### [Activity]
Continue the passage on the diagnosis of autoimmune diseases from the point at which it stops.

### [Text under study]

_ _ _

Due to the heterogeneity of onset and progression, diagnosis and prognosis for autoimmune diseases are unpredictable. The diagnosis and prognosis of autoimmune diseases remain uncertain because of the complexity of symptoms and progression of the disease. Unfortunately, studies have indicated that diagnosing chronic autoimmune diseases like systemic lupus erythematosus (SLE), multiple sclerosis (MS), and rheumatoid arthritis (RA) may still be challenging and depend on a specific set of criteria [
7,
8], To make a definitive diagnosis, several criteria must be satisfied, such as clinical symptoms, functional outcomes, and biochemical and imaging evidence [
9,
10]. Misdiagnosis and delayed diagnosis of such disorders are quite typical when using imprecise and insensitive criteria [
11]. Typically time required from the emergence of symptoms to the confirmation of the autoimmune diseases reported as two years [
12]. Patients can thereby miss the appropriate timeframe required for disease intervention. Numerous improvements have been achieved in the detection and treatment of autoimmune disorders during the last decade. To improve scientists’ ability for the early detection of autoimmune disorders, several novel molecular or immunological biomarkers have been identified [
13,
14,
15]. However, due to the extremely heterogeneous nature of these disorders and the inadequate understanding of their pathogenesis, the outcomes remained unsatisfactory [
16]. Therefore, more work remains to be done to ensure accurate and timely identification of auto-immune illnesses. The diagnosis and follow-up of some diseases, including autoimmune disorders, have shown significantly improvement during the same period thanks to developments in machine learning [
17,
18].

_ _ _

(Point localization data)
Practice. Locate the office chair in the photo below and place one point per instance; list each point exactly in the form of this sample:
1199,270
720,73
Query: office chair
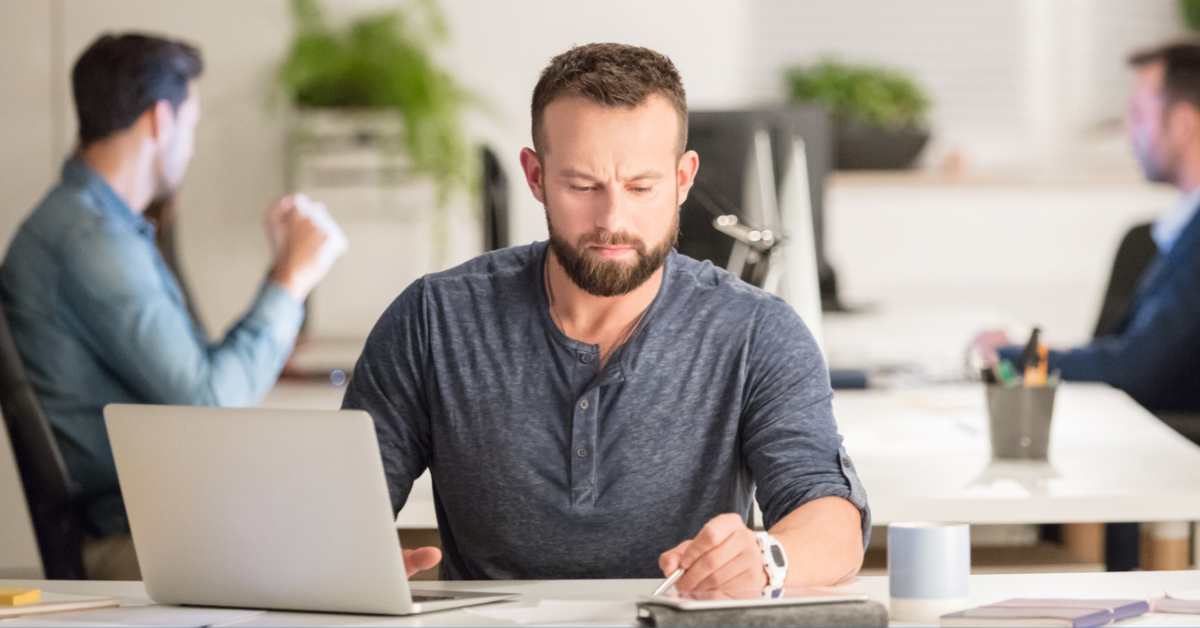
1134,253
52,506
495,198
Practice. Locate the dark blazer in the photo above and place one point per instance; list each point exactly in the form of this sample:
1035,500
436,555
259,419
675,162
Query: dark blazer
1153,350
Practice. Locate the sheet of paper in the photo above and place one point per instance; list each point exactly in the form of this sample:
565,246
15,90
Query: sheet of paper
564,612
148,615
1186,593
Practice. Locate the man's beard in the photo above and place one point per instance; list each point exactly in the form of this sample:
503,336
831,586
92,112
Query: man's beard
611,277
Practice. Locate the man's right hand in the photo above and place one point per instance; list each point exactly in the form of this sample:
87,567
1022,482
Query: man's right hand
420,560
305,241
987,344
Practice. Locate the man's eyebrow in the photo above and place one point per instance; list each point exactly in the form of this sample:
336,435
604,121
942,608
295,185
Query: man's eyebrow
569,173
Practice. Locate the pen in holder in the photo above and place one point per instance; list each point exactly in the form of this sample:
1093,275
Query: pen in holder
1019,419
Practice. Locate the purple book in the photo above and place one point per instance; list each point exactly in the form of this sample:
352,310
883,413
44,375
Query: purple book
1067,612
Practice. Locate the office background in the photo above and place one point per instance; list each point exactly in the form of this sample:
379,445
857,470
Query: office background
1027,95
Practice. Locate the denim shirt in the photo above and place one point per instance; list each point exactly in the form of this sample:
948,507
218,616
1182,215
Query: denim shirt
546,465
99,318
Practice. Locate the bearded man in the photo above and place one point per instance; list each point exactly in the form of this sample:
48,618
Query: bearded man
600,406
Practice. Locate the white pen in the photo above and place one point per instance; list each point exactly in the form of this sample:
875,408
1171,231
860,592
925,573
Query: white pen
666,584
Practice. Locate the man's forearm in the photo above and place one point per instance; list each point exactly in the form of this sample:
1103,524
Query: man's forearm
823,540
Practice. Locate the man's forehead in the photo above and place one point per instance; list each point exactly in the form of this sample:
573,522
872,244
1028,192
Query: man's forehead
576,115
1150,77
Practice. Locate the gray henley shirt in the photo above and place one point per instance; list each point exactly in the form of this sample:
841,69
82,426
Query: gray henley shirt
546,466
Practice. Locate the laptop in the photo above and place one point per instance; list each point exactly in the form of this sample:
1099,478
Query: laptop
264,509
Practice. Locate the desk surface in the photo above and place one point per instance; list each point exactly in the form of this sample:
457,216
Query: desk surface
924,454
984,590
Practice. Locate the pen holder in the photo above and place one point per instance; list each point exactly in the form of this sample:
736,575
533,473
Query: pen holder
1019,420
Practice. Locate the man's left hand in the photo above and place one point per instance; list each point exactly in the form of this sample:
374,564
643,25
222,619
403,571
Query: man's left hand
724,556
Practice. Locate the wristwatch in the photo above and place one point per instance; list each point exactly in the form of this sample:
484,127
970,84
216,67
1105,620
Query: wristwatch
774,561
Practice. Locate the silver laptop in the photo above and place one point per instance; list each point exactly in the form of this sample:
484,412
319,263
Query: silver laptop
264,509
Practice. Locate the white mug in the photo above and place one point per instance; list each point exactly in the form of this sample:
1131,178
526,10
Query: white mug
929,564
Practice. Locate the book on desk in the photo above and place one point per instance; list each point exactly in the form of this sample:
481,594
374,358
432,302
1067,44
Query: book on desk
1068,612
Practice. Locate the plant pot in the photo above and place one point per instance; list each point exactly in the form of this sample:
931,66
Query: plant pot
864,147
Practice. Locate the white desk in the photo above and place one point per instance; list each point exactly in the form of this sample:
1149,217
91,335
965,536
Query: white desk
924,454
984,590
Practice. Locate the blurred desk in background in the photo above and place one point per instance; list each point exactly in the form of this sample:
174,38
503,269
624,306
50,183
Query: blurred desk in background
924,454
909,345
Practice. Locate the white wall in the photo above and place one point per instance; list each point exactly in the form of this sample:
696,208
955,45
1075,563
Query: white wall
1008,79
497,51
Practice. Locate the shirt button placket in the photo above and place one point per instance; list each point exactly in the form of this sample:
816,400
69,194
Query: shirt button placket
583,446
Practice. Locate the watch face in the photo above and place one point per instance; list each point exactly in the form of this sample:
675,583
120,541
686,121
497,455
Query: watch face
777,554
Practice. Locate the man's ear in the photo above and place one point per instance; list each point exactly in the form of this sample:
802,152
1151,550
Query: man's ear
685,173
162,120
534,174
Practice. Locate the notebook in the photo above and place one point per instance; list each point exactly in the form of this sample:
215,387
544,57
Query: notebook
265,509
1069,612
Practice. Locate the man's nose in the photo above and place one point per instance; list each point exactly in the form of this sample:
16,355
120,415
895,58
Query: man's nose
612,215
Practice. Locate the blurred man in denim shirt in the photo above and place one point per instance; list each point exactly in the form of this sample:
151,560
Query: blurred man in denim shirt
95,311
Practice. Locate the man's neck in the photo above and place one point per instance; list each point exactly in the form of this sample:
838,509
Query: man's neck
591,318
127,169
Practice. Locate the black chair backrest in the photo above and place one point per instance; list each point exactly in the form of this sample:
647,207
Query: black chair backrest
1134,255
43,473
495,197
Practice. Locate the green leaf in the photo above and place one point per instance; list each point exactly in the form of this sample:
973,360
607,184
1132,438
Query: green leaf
384,60
876,95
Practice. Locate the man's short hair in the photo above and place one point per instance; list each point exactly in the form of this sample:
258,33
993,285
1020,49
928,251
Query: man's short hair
1181,71
121,76
611,75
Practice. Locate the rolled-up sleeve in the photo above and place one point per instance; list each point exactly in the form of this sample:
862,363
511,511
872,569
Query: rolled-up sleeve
789,435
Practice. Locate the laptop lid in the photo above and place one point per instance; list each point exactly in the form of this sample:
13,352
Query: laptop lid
259,508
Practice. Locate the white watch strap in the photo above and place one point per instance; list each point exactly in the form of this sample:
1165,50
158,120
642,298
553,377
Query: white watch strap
772,556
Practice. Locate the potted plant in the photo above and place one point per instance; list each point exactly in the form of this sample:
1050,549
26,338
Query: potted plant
375,84
880,113
1191,10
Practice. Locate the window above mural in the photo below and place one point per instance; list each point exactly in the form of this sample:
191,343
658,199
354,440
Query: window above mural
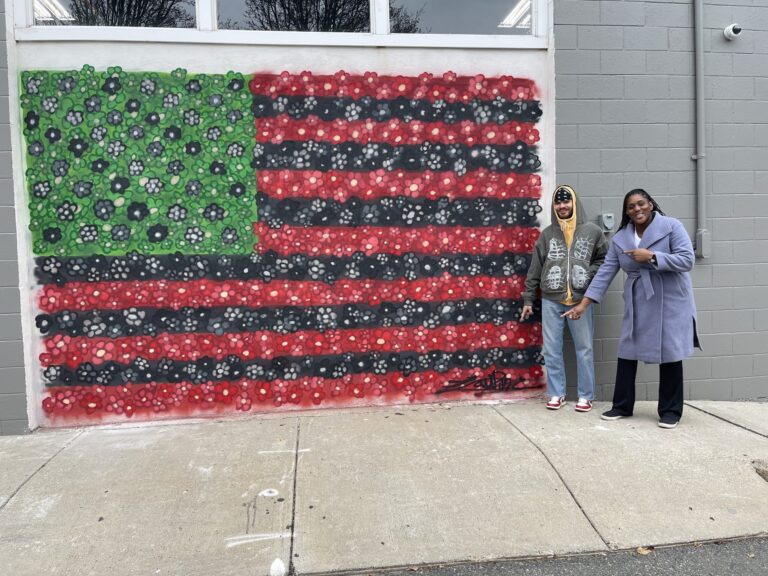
422,23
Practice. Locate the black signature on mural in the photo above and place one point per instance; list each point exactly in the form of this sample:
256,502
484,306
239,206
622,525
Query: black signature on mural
495,381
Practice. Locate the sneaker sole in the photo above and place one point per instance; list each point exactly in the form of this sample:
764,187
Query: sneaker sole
611,418
667,425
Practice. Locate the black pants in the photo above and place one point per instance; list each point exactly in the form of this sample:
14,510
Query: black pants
670,388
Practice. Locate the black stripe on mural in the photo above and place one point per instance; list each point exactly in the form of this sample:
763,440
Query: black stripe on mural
270,266
498,111
282,320
141,371
398,211
459,158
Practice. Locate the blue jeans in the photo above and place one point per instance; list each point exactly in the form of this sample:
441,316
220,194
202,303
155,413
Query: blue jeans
582,332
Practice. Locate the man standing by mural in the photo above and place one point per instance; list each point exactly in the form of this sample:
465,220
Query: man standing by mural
564,260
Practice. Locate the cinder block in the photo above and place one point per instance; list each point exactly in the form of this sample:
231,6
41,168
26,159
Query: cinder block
670,159
721,159
750,389
578,112
736,183
750,343
10,327
749,158
682,87
601,87
566,37
14,427
577,62
11,380
601,37
731,366
600,136
718,64
749,204
680,39
732,321
669,62
729,87
577,160
761,274
746,297
622,62
681,135
623,159
734,228
714,298
13,406
656,183
576,12
749,112
645,38
599,184
710,389
670,111
566,87
646,87
622,111
668,14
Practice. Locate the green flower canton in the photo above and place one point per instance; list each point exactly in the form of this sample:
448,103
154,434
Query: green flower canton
122,161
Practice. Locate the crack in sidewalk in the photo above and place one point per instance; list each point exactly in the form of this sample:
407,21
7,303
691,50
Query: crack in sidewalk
291,566
66,445
562,480
726,420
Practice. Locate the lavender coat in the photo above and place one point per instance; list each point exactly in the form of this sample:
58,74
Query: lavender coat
659,311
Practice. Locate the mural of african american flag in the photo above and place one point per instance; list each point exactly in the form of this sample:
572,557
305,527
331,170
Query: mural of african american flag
208,243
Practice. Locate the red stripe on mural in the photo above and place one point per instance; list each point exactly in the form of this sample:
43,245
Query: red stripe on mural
434,240
185,398
448,87
394,131
73,351
342,186
81,296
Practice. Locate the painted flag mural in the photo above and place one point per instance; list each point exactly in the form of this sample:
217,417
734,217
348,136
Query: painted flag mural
220,243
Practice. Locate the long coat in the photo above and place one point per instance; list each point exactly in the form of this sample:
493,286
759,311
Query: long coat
659,311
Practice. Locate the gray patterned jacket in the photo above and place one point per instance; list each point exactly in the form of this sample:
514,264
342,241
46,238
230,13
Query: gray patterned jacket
553,266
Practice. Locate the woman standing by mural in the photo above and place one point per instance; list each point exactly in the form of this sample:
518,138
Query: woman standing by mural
659,325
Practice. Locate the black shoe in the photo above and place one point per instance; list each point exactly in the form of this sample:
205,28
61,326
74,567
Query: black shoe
668,421
614,414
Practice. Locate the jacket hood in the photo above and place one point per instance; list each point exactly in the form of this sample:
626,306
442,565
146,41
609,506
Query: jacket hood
578,208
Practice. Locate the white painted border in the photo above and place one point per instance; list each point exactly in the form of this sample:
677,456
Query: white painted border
207,33
30,340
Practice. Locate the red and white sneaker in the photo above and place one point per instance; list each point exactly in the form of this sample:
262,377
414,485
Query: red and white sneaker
583,405
556,402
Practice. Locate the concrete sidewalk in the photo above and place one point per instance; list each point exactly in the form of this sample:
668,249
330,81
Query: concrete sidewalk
372,488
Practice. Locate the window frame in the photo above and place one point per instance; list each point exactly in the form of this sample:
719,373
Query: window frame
207,32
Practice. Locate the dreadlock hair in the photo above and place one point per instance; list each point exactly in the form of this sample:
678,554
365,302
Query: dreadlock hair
624,217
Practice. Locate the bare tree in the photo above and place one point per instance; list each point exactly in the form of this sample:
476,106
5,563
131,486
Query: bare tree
322,16
148,13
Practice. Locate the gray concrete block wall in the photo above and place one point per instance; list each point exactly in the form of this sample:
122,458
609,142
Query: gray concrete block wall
625,119
13,401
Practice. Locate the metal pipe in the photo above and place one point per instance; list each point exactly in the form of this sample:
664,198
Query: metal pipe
703,239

_ _ _

### [Reply]
Machine learning is an application of Artificial intelligence (AI) that enables computing systems to automatically learn from experience (a training cohort) and improve over time. It can therefore analyze high dimensionality and intricate correlational challenges [
19]. Machine learning is also widely used with today’s computational power to investigate the association of microorganisms to the onset of disease and other clinical aspects [
20]. It could help in the investigation and discovery of new biomarkers or increase the precision of disease diagnosis.
Figure 1 show the procedure to obtain diagnostic model with machine learning algorithms using high-throughput data. In current review article we summarized the most recent literature that used metagenomics and supervised machine learning techniques for studying microbial role in autoimmune diseases, which may aid in the development of personalized medical strategies and precise and early diagnosis. This review is intended for novices in the field of machine learning, therefore fundamental principles underlying algorithms are discussed in details including potential challenges and pitfalls in development of ML based diagnostic models.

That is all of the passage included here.